» **REQUIREMENTS**: Reproduce every one of the records below verbatim, line for line.

» **MATERIAL PROVIDED**:
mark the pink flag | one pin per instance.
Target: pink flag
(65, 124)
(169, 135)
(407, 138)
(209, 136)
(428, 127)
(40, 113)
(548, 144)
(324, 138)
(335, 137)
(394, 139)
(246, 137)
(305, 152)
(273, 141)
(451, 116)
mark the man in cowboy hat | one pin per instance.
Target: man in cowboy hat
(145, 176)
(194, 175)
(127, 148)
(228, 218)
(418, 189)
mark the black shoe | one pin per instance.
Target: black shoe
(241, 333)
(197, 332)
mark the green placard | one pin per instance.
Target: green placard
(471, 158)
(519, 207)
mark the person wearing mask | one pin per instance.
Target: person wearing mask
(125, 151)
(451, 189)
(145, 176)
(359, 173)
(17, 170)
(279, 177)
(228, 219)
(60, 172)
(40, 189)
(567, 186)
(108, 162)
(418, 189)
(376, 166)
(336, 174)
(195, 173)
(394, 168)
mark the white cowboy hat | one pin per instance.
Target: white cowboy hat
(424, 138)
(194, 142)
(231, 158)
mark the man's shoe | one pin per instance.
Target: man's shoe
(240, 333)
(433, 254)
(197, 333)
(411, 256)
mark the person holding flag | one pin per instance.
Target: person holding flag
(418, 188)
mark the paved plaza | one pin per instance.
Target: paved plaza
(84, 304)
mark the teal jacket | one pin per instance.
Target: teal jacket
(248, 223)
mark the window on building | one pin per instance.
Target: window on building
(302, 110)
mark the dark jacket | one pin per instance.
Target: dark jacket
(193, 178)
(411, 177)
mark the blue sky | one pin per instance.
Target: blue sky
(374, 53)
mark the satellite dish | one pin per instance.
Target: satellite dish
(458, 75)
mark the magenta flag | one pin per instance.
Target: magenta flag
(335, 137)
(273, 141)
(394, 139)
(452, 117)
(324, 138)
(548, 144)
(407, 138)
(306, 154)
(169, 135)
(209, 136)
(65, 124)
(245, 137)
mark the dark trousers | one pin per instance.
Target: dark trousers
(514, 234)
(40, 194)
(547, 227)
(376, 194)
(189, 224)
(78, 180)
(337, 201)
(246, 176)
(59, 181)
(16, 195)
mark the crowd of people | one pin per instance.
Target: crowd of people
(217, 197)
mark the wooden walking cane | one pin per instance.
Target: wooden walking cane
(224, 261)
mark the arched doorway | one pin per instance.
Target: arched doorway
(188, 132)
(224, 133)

» **EXERCISE ANSWER**:
mark the pink flag | one pin per instance.
Target: pink flag
(65, 124)
(169, 135)
(407, 138)
(209, 136)
(428, 127)
(40, 113)
(548, 144)
(324, 138)
(335, 137)
(394, 139)
(246, 137)
(305, 152)
(273, 141)
(451, 116)
mark the man in cowboy hat | one pin per instance.
Target: man in cowboy hat
(145, 176)
(194, 175)
(127, 148)
(228, 218)
(418, 189)
mark the black shoe | one pin per instance.
Target: black shoe
(241, 333)
(197, 332)
mark the green placard | one pin per instance.
Target: green placard
(471, 158)
(519, 207)
mark the person wearing mask | one pin per instance.
Target: person wearing mask
(125, 151)
(451, 189)
(145, 176)
(359, 173)
(17, 170)
(279, 177)
(228, 219)
(60, 172)
(40, 189)
(567, 186)
(108, 162)
(418, 189)
(376, 166)
(336, 174)
(195, 173)
(394, 168)
mark the white cowboy hat | one pin per instance.
Target: white cowboy hat
(424, 138)
(194, 142)
(231, 158)
mark the man's shoe | one pin per instance.
Target: man's shoe
(240, 333)
(433, 254)
(197, 333)
(411, 256)
mark the person holding flag | one pin per instance.
Target: person holding flag
(418, 188)
mark the paved plaza | one pin per instance.
Target: paved plaza
(84, 304)
mark the teal jacket | one pin per instance.
Target: teal jacket
(248, 223)
mark the window on building | one pin per instance.
Target: window on building
(302, 110)
mark the dark jacket | one pin per instance.
Target: dark jacket
(193, 178)
(411, 177)
mark the blue sky | one pin per instance.
Target: blue sky
(374, 53)
mark the satellite dish | one pin per instance.
Target: satellite dish
(458, 75)
mark the magenta flag | one pin per instance.
Target: magenta flag
(335, 137)
(273, 141)
(394, 139)
(452, 117)
(324, 138)
(548, 144)
(407, 138)
(306, 154)
(169, 135)
(209, 136)
(65, 124)
(245, 137)
mark the dark trousers | one pin per instance.
Target: dark trousers
(514, 234)
(40, 194)
(547, 227)
(376, 194)
(189, 224)
(78, 180)
(337, 201)
(246, 176)
(59, 181)
(16, 195)
mark the crowd of people | one pin per instance.
Target: crowd of people
(217, 197)
mark the wooden walking cane | one pin per instance.
Target: wooden walking cane
(224, 261)
mark the arched doorway | one pin per instance.
Target: arched doorway
(188, 132)
(224, 133)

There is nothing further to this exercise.